-- Data shown start --

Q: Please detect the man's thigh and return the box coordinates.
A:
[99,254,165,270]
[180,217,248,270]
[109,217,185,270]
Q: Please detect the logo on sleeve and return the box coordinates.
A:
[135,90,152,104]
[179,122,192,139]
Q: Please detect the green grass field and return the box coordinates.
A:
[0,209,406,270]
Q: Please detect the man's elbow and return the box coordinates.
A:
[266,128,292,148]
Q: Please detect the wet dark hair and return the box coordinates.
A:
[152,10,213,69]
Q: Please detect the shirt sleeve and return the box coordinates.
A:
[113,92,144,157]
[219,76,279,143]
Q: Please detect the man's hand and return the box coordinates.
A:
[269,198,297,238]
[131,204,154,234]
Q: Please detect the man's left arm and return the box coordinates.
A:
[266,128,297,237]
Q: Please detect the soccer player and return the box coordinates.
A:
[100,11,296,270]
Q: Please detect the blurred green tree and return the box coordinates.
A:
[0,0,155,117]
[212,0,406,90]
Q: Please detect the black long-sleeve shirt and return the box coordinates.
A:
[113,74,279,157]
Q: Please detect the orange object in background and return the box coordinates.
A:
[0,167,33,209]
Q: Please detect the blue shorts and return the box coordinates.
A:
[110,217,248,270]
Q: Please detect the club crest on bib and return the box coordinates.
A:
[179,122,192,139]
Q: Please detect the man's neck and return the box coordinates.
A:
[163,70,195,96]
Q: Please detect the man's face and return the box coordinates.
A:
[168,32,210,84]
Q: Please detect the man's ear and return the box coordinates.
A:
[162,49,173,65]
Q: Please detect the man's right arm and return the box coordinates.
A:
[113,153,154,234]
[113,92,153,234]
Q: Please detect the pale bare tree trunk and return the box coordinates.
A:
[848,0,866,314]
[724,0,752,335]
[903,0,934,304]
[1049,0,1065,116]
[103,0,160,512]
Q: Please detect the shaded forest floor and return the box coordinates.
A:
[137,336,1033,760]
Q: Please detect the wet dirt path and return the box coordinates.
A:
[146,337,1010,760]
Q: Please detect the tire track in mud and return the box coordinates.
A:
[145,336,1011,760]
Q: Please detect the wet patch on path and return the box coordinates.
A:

-- Data shown end --

### What to work on
Could you write out every one of the rows above again, word for word?

### Answer to this problem
Q: Please detect the man's thigh and return the box coordinates.
A:
[99,254,165,270]
[180,217,248,270]
[109,217,185,270]
Q: Please detect the logo on sleeve and return the box coordinates.
A:
[135,90,152,104]
[179,122,192,139]
Q: Please detect the green grass field and return the box coordinates.
A:
[0,209,406,270]
Q: Please detect the man's elbow and return the box coordinates.
A:
[266,128,292,148]
Q: Please detect the wet dark hair and return the box coordinates.
A:
[152,10,213,69]
Q: Please detect the shirt sleeve and return the box coordinates.
A:
[113,92,144,157]
[219,76,279,143]
Q: Please detect the man's hand and return the box coordinates.
A:
[269,198,297,238]
[131,204,154,234]
Q: Please detect the man's left arm and return the box coordinates.
A:
[266,128,297,237]
Q: Please detect the soccer player and return the box coordinates.
A:
[100,11,296,270]
Q: Please detect the blurred green tree and return the box coordinates.
A:
[0,0,155,117]
[212,0,406,90]
Q: Please detect the black long-sleeve shirt and return the box coordinates.
A:
[113,74,279,157]
Q: Please detect the orange object in background and return the box coordinates.
A:
[0,167,33,209]
Q: Please detect the blue shorts and return the box coordinates.
A:
[110,217,248,270]
Q: Please detect the club crest on bib and return the box coordinates.
A:
[179,122,192,139]
Q: Please detect the man's neck and return the box coordinates.
A:
[163,70,195,96]
Q: Please detect the man's face and return the box coordinates.
A:
[168,32,210,84]
Q: Please detect the man's ear and return the box coordinates.
A:
[162,49,173,65]
Q: Please detect the man's right arm and return the box coordinates.
A:
[113,153,154,234]
[113,92,153,234]
Q: Please detect the pale bare tree trunk and return the box coordinates.
A:
[848,0,866,314]
[724,0,752,335]
[903,0,934,304]
[1049,0,1065,116]
[103,0,160,512]
Q: Please detect the shaded forest floor and return the box coordinates.
A:
[137,336,1033,760]
Q: Please detect the wet dirt path and return the box coordinates.
A:
[146,337,1010,760]
Q: Please detect the tire track in mud and return the box coordinates.
A:
[145,336,1011,760]
Q: Please detect the wet patch on path and return the box coordinates.
A:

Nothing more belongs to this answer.